** SET OF TASKS **
A) In the PKU text, copy the passage that begins at the words "If your child" and stops after "between 120–360 μmol/Liter.", substituting "medicine" for every "medication".
B) Name every high-protein food that the PKU text says a typical PKU diet restricts.
C) According to the PKU text, how often does phenylketonuria occur in America?

At Accredo, an Express Scripts company, pharmacists in the Rare Disease Therapeutic Resource Center® (TRC) have specialized training to assist with the complex care and treatment that these conditions require. Accredo provides specialized care for patients with rare diseases such as nephropathic cystinosis, congenital sucrase-isomaltase deficiency (CSID), urea cycle disorders, homozygous familial hypercholesterolemia, and phenylketonuria.

1 in 10 people are living with a Rare Disease.

Understanding the Condition

Phenylketonuria (PKU) is a rare, inherited disorder occurring in about 1 in every 15,000 births in America. PKU results from a genetic defect in the enzyme required to break down phenylalanine, an essential amino acid. While phenylalanine is necessary for the body to make protein, too much phenylalanine can be toxic. Common early signs associated with PKU include small head size, eczema and a musty body odor. Untreated PKU can result in seizures, behavior problems and mental retardation.

Women with PKU of childbearing age should talk with their doctor before getting pregnant and ensure their phenylalanine levels are under control. Uncontrolled phenylalanine levels during pregnancy can harm an unborn child – leading to heart defects, impaired growth and cognitive impairment.

PKU is part of newborn screening programs in all 50 states, since early treatment is essential to preventing long-term mental impairment. Newborn screening programs are essential to providing early access to care. Parents with PKU may request pre-natal PKU testing for their baby.

If your child is diagnosed with PKU, engage regularly with the school or daycare to plan for medication and formula administration, special dietary requirements and special educational plans to ensure your child has accommodations for PKU-related conditions.

Why Staying on Track is Key

Unlike some rare diseases, the consequences of nonadherence to diet and medication may not be evident immediately. Patients often “feel” fine without their medication, but may have reduced ability to concentrate and focus or experience depression and anxiety. However, the accumulating effects of poor control can last a lifetime, leading to long-term changes in thinking, behavior and mood.

Treatment for PKU

PKU is a very treatable disease. Current guidelines recommend keeping Phenylalanine levels between 120–360 μmol/Liter.

The cornerstone of therapy is following a strict low-phenylalanine diet. A typical PKU diet will restrict high protein foods such as meat, eggs, dairy products, dry beans and nuts. Instead, most patients use special PKU supplements and medical formulas to meet their protein needs.

Collected data entries:
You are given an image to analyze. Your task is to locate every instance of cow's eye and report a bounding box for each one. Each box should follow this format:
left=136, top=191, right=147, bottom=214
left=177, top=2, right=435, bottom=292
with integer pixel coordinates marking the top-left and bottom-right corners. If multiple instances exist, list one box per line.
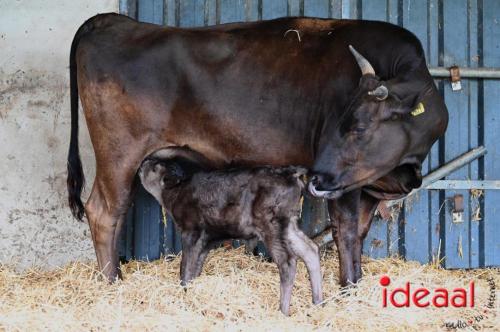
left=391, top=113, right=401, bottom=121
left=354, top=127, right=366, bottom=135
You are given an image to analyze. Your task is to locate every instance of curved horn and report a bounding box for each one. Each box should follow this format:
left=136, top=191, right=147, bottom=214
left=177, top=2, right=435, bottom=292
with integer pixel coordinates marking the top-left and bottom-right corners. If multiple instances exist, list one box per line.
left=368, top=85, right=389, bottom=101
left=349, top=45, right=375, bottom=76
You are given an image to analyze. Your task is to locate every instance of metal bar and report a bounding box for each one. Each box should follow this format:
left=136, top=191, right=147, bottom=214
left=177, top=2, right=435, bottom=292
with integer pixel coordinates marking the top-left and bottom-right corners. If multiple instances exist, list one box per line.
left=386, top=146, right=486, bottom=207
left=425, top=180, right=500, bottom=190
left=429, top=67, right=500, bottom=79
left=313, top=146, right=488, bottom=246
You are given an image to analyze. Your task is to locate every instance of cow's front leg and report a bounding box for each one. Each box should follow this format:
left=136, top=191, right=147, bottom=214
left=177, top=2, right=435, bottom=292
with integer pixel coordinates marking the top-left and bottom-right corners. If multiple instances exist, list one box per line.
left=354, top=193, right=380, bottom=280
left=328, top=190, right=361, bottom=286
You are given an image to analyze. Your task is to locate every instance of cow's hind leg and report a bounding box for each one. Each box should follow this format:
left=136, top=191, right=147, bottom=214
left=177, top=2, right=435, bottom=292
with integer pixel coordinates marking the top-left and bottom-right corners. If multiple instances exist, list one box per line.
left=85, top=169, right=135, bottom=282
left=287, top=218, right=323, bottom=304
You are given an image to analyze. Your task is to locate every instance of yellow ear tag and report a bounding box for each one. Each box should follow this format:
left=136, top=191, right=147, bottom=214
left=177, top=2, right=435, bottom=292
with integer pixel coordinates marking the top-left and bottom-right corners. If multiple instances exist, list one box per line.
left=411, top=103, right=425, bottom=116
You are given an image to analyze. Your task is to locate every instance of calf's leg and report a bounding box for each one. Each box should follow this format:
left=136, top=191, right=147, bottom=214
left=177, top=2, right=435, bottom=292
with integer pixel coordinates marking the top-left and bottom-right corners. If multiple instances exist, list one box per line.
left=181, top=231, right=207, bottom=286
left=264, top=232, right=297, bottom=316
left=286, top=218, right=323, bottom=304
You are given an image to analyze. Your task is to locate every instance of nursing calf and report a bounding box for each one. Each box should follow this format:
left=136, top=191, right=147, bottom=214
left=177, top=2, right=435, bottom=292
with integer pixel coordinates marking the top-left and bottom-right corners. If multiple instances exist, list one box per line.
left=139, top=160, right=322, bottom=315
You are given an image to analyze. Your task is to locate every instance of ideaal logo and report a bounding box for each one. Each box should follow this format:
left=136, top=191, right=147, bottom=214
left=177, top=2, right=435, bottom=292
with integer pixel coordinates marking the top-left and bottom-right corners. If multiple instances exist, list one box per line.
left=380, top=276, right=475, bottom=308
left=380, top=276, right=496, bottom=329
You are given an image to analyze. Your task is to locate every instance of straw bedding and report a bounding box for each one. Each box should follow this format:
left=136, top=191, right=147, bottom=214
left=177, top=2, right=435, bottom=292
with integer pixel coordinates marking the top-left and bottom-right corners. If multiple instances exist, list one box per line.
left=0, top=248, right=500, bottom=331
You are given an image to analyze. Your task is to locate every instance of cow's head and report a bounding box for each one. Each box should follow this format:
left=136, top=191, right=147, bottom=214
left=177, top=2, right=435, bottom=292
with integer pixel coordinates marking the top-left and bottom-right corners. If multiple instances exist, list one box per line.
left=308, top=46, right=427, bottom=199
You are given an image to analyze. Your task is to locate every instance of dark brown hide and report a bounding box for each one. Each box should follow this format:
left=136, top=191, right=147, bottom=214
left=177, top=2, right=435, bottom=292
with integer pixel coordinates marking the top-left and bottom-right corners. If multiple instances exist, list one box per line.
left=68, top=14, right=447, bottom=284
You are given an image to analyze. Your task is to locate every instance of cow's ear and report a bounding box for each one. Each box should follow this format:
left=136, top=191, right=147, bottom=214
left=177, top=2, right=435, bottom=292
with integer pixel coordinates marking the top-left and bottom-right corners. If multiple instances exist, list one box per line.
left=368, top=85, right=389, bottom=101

** LIST OF ANSWERS **
A)
If your child is diagnosed with PKU, engage regularly with the school or daycare to plan for medicine and formula administration, special dietary requirements and special educational plans to ensure your child has accommodations for PKU-related conditions.

Why Staying on Track is Key

Unlike some rare diseases, the consequences of nonadherence to diet and medicine may not be evident immediately. Patients often “feel” fine without their medicine, but may have reduced ability to concentrate and focus or experience depression and anxiety. However, the accumulating effects of poor control can last a lifetime, leading to long-term changes in thinking, behavior and mood.

Treatment for PKU

PKU is a very treatable disease. Current guidelines recommend keeping Phenylalanine levels between 120–360 μmol/Liter.

B) Meat, eggs, dairy products, dry beans, nuts

C) In about 1 in every 15,000 births.